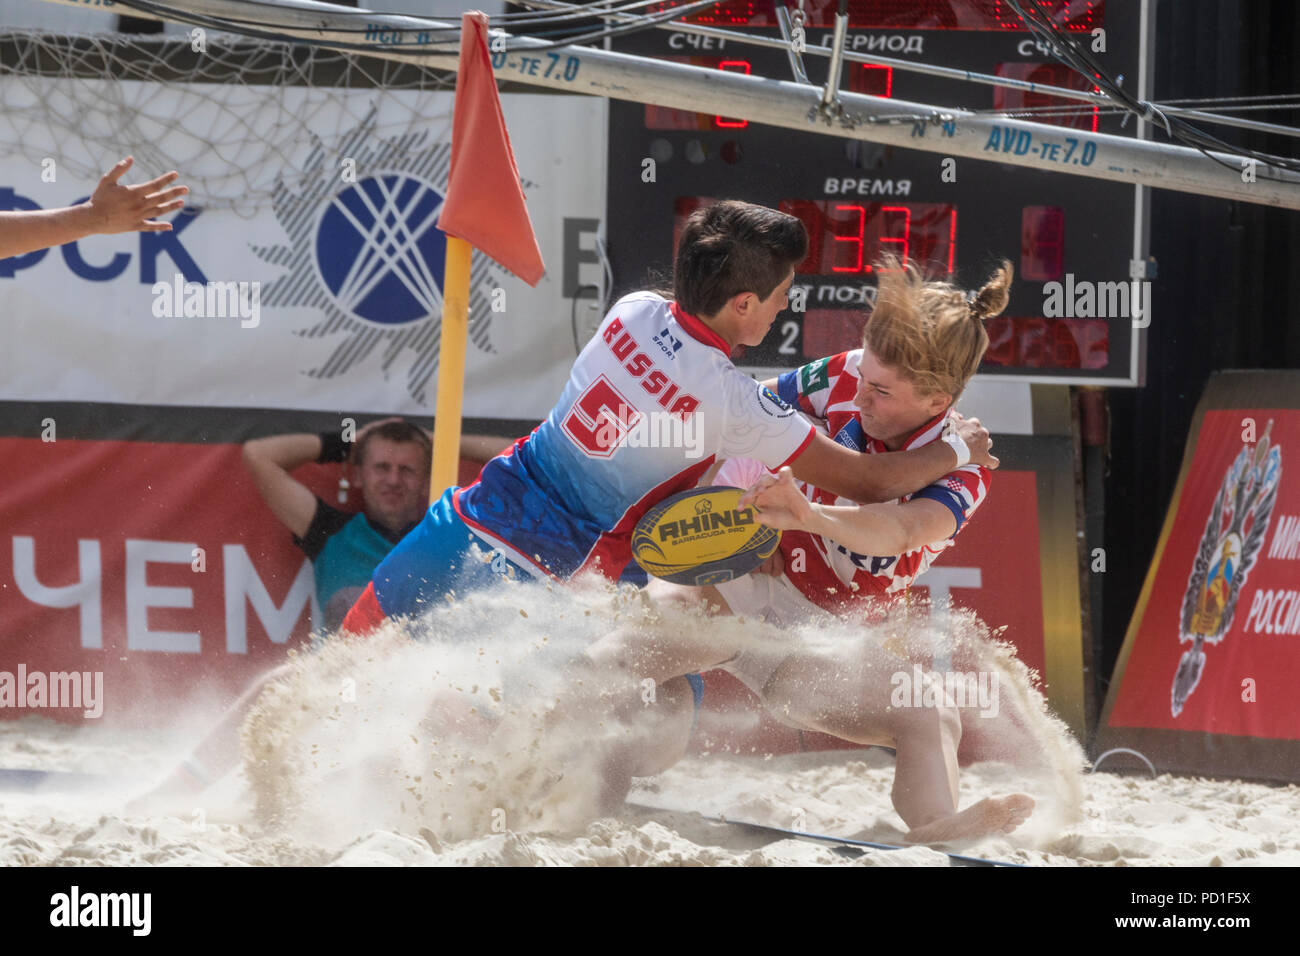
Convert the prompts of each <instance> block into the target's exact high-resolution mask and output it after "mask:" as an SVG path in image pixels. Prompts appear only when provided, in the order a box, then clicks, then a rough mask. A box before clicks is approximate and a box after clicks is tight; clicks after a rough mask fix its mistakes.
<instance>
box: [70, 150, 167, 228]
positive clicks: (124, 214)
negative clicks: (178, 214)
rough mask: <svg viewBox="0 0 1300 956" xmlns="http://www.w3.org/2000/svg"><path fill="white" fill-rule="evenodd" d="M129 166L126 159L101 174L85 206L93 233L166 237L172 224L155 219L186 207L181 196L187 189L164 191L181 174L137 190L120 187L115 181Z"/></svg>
mask: <svg viewBox="0 0 1300 956" xmlns="http://www.w3.org/2000/svg"><path fill="white" fill-rule="evenodd" d="M131 163H134V159H133V157H131V156H127V157H126V159H123V160H122V161H121V163H118V164H117V165H114V166H113V168H112V169H109V170H108V172H107V173H104V178H103V179H100V181H99V186H96V187H95V193H94V194H92V195H91V198H90V200H88V202H87V203H86V204H87V206H88V207H90V216H91V228H92V229H94V232H96V233H104V234H113V233H165V232H169V230H170V229H172V224H170V222H161V221H159V220H157V219H156V217H157V216H161V215H164V213H168V212H174V211H175V209H179V208H181V207H182V206H185V199H182V196H183V195H186V194H187V193H188V191H190V187H188V186H173V187H172V189H166V186H169V185H170V183H173V182H175V181H177V179H178V178H179V176H181V174H179V173H177V172H175V170H173V172H170V173H164V174H162V176H160V177H157V178H156V179H149V181H148V182H142V183H140V185H138V186H123V185H121V183H120V182H118V179H121V178H122V176H123V174H125V173H126V170H127V169H130V168H131Z"/></svg>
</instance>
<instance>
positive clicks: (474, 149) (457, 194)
mask: <svg viewBox="0 0 1300 956" xmlns="http://www.w3.org/2000/svg"><path fill="white" fill-rule="evenodd" d="M438 228H439V229H441V230H442V232H445V233H448V234H450V235H455V237H459V238H461V239H464V241H465V242H468V243H469V245H471V246H473V247H474V248H478V250H482V251H484V252H486V254H487V255H490V256H491V258H493V259H495V260H497V261H498V263H500V264H502V265H504V267H506V268H507V269H510V271H511V272H513V273H515V274H516V276H519V277H520V278H521V280H524V281H525V282H528V285H532V286H536V285H537V282H538V280H541V277H542V273H545V272H546V267H545V265H543V264H542V251H541V250H539V248H538V247H537V235H536V234H534V233H533V221H532V220H530V219H529V216H528V206H526V204H525V203H524V190H523V187H521V186H520V185H519V168H517V166H516V165H515V153H513V152H511V148H510V135H508V134H507V133H506V118H504V117H503V116H502V112H500V100H499V99H497V81H495V78H494V77H493V72H491V60H490V57H489V53H487V14H486V13H480V12H478V10H473V12H471V13H465V14H463V16H461V18H460V68H459V70H458V74H456V105H455V116H454V118H452V125H451V174H450V176H448V177H447V199H446V202H443V204H442V215H441V216H439V217H438Z"/></svg>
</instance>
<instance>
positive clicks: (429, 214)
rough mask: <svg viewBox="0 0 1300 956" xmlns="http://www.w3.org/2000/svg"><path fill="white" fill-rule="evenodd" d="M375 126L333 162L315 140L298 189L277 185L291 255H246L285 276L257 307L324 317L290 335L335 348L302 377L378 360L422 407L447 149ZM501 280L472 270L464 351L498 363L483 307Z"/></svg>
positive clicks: (280, 209)
mask: <svg viewBox="0 0 1300 956" xmlns="http://www.w3.org/2000/svg"><path fill="white" fill-rule="evenodd" d="M374 121H376V111H373V109H372V112H370V113H369V114H368V116H367V117H365V120H363V122H361V124H360V126H357V127H356V130H354V131H352V133H350V134H348V135H346V137H344V138H343V139H342V142H341V143H339V146H338V148H337V150H333V151H326V150H325V146H324V144H322V143H321V140H320V139H317V138H315V137H313V138H312V150H311V152H309V157H308V160H307V163H305V164H304V173H305V174H304V176H302V177H300V178H299V186H298V187H296V189H290V187H289V186H286V185H285V182H283V181H282V179H279V181H277V183H276V189H274V191H273V198H272V208H273V211H274V213H276V219H277V220H278V221H279V224H281V226H282V228H283V230H285V233H286V234H287V235H289V245H287V246H286V245H274V246H252V251H253V252H255V254H256V255H257V256H259V258H260V259H261V260H263V261H265V263H269V264H272V265H277V267H281V268H285V269H287V273H286V274H285V276H281V277H279V278H277V280H274V281H272V282H268V284H266V285H265V287H264V289H263V295H261V303H263V306H270V307H277V306H282V307H304V308H315V310H318V311H320V312H321V315H322V319H321V320H320V321H317V323H316V324H313V325H311V326H307V328H303V329H298V330H296V334H299V336H302V337H304V338H333V339H337V343H335V345H334V349H333V351H331V352H330V355H329V356H328V358H326V359H325V360H324V362H322V363H321V364H320V365H316V367H315V368H305V369H303V372H304V373H305V375H308V376H312V377H313V378H338V377H342V376H346V375H347V373H348V372H350V371H351V369H354V368H356V367H357V365H359V364H360V363H363V362H367V360H368V359H370V356H372V355H374V354H376V352H378V355H380V368H381V369H382V371H383V375H385V376H386V377H387V376H393V375H403V376H404V378H406V389H407V392H408V394H409V395H411V398H413V399H415V401H416V402H419V403H420V405H425V406H426V405H429V388H428V386H429V381H430V380H432V378H433V375H434V372H435V371H437V368H438V343H439V339H441V330H442V271H443V261H445V260H443V256H445V252H446V235H445V234H443V233H442V232H441V230H439V229H438V228H437V221H438V213H439V212H441V209H442V203H443V194H445V191H446V182H447V172H448V168H450V164H451V144H450V143H443V142H432V143H430V142H428V140H429V139H430V135H429V134H428V133H416V134H409V135H404V137H396V138H393V139H376V138H374V137H373V135H372V133H373V130H374ZM448 129H450V126H448ZM344 159H346V160H351V163H348V164H344V163H342V161H341V160H344ZM348 170H355V176H348ZM526 185H528V183H525V186H526ZM506 274H507V273H506V272H504V271H503V269H502V268H500V267H498V265H497V264H495V263H493V261H491V260H490V259H487V256H484V255H476V256H474V258H473V265H472V267H471V273H469V341H471V343H473V346H474V347H476V349H478V350H480V351H484V352H493V351H494V349H493V346H491V341H490V338H489V330H490V325H491V315H493V313H491V310H490V308H489V303H490V297H491V293H493V289H495V287H498V286H499V285H500V284H502V281H503V277H504V276H506Z"/></svg>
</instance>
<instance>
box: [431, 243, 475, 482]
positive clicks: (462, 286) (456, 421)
mask: <svg viewBox="0 0 1300 956" xmlns="http://www.w3.org/2000/svg"><path fill="white" fill-rule="evenodd" d="M472 248H473V247H472V246H471V245H469V243H468V242H465V241H464V239H458V238H456V237H455V235H448V237H447V259H446V267H445V269H443V280H442V343H441V346H439V351H438V399H437V402H438V403H437V407H435V408H434V411H433V416H434V418H433V471H432V472H430V477H429V501H437V499H438V498H439V497H442V493H443V492H446V490H447V489H448V488H451V486H452V485H455V484H456V475H458V472H459V468H460V403H461V398H463V395H464V390H465V349H467V347H468V343H469V256H471V251H472Z"/></svg>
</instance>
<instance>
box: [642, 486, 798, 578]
mask: <svg viewBox="0 0 1300 956" xmlns="http://www.w3.org/2000/svg"><path fill="white" fill-rule="evenodd" d="M742 493H744V492H742V490H741V489H740V488H728V486H723V485H712V486H710V488H693V489H690V490H689V492H681V493H680V494H675V496H672V497H671V498H666V499H664V501H662V502H659V503H658V505H655V506H654V507H653V509H650V510H649V511H647V512H646V514H645V515H643V516H642V518H641V520H640V522H637V527H636V529H634V531H633V532H632V557H633V558H634V559H636V562H637V563H638V564H640V566H641V567H643V568H645V570H646V572H647V574H653V575H654V576H655V578H662V579H663V580H666V581H672V583H673V584H689V585H693V587H697V588H702V587H705V585H706V584H724V583H727V581H729V580H732V579H735V578H740V576H741V575H746V574H749V572H750V571H753V570H754V568H755V567H758V566H759V564H762V563H763V562H764V561H767V559H768V558H771V557H772V554H775V553H776V546H777V545H779V544H780V542H781V532H779V531H776V529H775V528H768V527H766V525H763V524H759V523H758V519H757V518H755V515H754V509H751V507H748V509H745V510H744V511H742V510H740V509H738V507H737V506H738V503H740V496H741V494H742Z"/></svg>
-*-*-
Rewrite the stretch from the start of the rows through the line containing "negative clicks: (178, 214)", both included, with every "clicks" swapped for "points" and nothing else changed. Leave the pictures out of your answer.

Convert the prompts of each <instance> block into the target's exact high-resolution mask and output it after "mask:" as an SVG path in image pixels. Prompts appear only when provided, in the order a box, then points, then a rough mask. A box before points is approximate and a box after points is tight; points after a rough mask fix its mistakes.
<instance>
box: [70, 150, 167, 228]
positive points: (124, 214)
negative points: (178, 214)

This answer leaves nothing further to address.